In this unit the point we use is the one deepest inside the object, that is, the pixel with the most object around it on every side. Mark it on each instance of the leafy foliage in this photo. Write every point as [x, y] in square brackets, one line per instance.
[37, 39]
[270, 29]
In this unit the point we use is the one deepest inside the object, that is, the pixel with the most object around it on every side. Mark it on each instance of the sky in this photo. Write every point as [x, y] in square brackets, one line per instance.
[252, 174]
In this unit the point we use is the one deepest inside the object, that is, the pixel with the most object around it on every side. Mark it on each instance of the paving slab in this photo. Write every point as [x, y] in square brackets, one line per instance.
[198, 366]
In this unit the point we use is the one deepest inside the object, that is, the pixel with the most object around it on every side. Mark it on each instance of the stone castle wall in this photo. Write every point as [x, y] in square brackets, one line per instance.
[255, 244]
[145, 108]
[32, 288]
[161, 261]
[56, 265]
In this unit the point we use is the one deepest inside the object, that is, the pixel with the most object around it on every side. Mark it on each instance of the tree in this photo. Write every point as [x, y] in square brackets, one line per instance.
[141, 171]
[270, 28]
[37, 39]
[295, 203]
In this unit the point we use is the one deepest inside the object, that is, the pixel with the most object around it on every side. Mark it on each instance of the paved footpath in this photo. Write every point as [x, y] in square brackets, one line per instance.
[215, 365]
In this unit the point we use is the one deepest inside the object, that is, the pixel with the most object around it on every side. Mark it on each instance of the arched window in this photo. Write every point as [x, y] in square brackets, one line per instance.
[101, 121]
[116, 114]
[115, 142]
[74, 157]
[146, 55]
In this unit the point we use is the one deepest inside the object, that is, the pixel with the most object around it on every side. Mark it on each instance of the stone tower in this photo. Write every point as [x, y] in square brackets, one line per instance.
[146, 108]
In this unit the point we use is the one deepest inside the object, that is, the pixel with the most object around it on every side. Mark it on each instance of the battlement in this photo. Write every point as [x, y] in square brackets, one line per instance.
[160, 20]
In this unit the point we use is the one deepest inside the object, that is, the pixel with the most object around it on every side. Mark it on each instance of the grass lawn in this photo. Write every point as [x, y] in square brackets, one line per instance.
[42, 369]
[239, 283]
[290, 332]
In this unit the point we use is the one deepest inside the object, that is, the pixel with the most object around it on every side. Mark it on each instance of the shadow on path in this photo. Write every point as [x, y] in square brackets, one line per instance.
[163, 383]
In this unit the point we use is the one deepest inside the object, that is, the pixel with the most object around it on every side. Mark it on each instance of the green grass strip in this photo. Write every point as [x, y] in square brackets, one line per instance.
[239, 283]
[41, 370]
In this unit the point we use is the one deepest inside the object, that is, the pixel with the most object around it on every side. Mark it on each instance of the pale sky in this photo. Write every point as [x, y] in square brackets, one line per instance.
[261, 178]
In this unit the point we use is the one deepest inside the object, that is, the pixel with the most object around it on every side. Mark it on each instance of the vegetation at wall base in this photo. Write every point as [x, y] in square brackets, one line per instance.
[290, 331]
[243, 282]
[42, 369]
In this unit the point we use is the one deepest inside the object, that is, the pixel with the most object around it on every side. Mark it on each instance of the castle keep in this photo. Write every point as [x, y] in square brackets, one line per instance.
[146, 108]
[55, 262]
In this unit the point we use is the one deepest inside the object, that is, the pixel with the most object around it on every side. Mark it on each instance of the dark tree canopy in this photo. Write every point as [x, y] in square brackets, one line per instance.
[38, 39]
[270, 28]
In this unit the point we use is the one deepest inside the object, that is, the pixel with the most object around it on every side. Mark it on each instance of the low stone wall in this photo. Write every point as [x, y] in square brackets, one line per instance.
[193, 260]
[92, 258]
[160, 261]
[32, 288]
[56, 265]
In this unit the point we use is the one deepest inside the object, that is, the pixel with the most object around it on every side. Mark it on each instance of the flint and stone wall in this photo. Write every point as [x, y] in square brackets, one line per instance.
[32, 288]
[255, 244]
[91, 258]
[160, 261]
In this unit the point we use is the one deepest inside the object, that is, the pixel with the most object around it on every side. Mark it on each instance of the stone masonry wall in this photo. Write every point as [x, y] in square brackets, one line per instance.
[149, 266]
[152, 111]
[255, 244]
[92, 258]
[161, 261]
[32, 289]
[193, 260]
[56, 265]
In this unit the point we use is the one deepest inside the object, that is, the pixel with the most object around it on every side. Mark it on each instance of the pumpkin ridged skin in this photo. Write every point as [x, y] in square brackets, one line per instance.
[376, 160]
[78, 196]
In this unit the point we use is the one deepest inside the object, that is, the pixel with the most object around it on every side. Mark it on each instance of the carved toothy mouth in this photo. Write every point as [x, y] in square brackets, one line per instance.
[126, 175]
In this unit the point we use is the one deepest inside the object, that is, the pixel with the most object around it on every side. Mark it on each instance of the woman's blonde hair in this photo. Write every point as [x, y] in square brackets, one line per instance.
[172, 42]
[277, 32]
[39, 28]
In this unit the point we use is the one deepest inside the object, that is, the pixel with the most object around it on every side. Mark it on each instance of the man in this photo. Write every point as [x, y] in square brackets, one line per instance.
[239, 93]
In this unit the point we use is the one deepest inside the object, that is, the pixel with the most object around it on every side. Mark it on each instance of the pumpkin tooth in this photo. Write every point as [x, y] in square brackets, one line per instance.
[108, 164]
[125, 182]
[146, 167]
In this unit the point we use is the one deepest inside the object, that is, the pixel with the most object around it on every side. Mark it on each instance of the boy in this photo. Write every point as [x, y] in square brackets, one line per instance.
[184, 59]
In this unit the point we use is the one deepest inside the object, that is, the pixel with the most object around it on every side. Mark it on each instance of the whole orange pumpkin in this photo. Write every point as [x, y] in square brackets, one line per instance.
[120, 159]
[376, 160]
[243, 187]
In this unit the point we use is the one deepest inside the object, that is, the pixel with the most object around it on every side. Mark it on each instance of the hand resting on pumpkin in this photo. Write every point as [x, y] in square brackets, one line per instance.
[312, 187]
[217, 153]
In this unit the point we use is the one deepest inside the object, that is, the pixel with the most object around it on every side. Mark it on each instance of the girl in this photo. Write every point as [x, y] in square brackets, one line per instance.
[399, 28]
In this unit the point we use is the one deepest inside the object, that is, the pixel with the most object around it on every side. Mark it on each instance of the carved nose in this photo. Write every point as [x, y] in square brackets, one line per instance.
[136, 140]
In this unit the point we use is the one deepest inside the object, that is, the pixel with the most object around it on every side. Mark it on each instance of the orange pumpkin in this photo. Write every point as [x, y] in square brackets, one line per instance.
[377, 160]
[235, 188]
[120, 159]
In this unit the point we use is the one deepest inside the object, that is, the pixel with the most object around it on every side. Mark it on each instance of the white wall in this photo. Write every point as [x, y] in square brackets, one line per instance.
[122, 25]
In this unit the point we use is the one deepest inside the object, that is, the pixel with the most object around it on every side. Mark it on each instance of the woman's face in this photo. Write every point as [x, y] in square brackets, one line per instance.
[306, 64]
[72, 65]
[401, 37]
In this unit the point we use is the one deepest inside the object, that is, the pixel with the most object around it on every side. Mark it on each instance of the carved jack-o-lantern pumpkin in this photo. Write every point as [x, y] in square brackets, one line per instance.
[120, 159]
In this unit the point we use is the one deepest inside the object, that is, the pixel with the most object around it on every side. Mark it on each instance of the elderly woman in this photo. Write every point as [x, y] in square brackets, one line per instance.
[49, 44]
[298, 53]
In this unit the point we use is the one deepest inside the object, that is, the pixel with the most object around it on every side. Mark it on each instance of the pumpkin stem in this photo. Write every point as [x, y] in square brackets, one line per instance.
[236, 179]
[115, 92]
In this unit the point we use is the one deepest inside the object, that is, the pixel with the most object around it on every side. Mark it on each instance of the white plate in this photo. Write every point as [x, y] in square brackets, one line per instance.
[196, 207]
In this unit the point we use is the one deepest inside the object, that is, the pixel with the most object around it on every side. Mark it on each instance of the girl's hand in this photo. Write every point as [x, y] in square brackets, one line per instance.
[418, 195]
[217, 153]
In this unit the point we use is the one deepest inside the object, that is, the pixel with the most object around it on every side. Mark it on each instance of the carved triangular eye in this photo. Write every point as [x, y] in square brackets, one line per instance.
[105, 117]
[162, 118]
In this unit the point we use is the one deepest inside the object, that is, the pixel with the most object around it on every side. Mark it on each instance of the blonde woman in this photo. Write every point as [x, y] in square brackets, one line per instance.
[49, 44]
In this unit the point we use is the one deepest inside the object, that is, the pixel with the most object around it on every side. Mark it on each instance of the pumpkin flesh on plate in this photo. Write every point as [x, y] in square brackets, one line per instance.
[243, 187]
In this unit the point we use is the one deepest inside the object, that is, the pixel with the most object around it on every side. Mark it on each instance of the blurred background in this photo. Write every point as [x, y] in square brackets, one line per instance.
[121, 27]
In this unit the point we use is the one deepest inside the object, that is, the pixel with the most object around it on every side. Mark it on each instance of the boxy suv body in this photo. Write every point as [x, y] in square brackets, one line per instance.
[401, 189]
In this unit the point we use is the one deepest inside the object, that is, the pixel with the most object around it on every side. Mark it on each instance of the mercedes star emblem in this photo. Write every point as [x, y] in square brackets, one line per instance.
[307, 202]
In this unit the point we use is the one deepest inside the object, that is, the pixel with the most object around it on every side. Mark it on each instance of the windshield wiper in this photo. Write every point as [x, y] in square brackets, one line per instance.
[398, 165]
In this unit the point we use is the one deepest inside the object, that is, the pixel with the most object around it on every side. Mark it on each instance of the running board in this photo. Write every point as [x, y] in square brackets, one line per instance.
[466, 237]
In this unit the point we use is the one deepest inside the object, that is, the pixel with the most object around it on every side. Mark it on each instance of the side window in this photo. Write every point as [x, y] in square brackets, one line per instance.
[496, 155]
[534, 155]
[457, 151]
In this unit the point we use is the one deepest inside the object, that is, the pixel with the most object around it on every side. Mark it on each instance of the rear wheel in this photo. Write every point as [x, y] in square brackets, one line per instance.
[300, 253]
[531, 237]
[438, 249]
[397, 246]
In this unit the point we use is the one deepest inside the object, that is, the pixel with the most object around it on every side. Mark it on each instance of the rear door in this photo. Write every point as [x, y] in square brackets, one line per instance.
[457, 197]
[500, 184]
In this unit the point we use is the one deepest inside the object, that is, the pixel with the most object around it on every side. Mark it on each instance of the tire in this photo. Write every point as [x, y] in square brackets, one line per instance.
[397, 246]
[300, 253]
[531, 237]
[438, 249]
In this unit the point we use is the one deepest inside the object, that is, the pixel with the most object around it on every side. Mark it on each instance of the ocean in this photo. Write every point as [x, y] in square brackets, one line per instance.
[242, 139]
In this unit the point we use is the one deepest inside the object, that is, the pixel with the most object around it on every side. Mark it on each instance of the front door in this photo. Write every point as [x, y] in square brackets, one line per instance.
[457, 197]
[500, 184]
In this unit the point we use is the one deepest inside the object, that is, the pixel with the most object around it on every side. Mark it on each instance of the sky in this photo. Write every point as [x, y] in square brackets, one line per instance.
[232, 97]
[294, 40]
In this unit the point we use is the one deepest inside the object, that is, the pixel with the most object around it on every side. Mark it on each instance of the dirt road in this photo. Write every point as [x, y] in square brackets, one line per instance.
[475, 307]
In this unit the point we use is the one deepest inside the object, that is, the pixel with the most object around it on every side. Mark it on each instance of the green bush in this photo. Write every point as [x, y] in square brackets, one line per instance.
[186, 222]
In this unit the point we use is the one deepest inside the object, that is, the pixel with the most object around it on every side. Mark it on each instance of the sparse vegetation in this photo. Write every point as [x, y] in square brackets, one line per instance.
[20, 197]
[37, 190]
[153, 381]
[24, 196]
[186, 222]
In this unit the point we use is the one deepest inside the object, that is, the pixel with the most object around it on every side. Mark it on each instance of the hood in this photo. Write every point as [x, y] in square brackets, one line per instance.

◇ ◇ ◇ ◇

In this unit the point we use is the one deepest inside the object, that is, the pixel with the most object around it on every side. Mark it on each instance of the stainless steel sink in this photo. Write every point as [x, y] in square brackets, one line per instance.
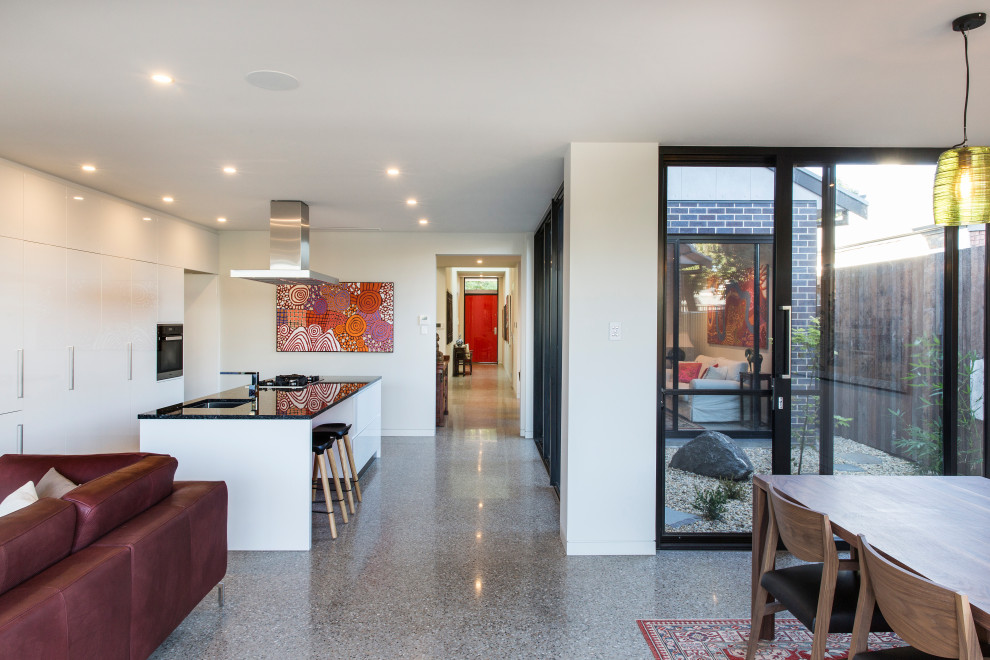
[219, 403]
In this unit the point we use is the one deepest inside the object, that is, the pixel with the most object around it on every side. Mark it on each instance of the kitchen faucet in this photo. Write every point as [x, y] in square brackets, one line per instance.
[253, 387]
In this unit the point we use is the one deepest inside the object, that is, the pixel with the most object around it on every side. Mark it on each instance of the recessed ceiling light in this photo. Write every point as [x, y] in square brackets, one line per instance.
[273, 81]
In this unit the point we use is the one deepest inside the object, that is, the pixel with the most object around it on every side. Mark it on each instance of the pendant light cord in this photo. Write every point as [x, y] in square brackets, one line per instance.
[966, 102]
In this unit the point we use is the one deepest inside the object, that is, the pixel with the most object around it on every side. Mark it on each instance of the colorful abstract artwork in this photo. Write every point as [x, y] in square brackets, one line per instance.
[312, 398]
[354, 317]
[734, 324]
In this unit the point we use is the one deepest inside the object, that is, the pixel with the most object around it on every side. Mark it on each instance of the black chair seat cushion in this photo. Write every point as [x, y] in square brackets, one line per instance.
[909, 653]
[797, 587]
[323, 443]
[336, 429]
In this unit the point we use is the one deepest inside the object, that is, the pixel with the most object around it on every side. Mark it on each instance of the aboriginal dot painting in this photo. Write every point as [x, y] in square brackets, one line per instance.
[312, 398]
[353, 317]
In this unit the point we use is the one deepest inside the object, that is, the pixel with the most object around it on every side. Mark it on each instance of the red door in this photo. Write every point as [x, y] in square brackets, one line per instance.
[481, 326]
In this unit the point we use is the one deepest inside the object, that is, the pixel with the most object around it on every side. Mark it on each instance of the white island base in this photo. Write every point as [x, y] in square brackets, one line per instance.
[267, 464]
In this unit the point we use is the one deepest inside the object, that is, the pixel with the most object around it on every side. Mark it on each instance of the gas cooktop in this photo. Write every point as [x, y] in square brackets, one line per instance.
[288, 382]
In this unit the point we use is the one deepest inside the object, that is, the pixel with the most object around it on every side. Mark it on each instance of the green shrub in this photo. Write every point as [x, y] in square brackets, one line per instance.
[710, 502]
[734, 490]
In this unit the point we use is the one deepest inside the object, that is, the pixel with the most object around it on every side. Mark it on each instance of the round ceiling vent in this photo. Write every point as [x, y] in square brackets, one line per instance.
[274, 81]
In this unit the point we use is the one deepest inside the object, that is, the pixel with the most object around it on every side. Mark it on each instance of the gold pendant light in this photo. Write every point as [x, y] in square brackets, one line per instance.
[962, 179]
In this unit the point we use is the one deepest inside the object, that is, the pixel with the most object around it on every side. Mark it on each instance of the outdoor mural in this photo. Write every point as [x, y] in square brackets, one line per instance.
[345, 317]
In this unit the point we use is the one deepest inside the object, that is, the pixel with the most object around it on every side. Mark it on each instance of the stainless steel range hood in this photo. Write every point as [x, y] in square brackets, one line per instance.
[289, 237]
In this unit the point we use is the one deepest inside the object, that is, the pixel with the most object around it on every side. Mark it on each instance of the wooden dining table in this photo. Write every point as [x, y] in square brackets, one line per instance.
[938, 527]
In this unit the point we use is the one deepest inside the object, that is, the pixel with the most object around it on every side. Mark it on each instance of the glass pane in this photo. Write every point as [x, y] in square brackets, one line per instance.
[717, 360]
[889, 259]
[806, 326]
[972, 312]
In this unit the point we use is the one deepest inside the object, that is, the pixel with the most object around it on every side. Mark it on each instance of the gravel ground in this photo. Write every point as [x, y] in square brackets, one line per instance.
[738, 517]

◇ ◇ ◇ ◇

- **Problem details**
Extract each line from the entries above that contains the word "blonde". Uppercase and lowercase letters count as different.

- **Answer to the exercise**
In this unit the point we use is the one deepest inside the object, that is, the pixel with the most object around it on every side. Mark it on each instance of the woman's blonde hair in this photo. Write every point as [x, y] in square brackets, one line per instance.
In this unit the point we use is the one deepest inside the object, that is, the pixel with the most object around it on every side. Mark it on each instance of the blonde woman in this photo. Write every point as [x, y] in square brackets, one line per instance.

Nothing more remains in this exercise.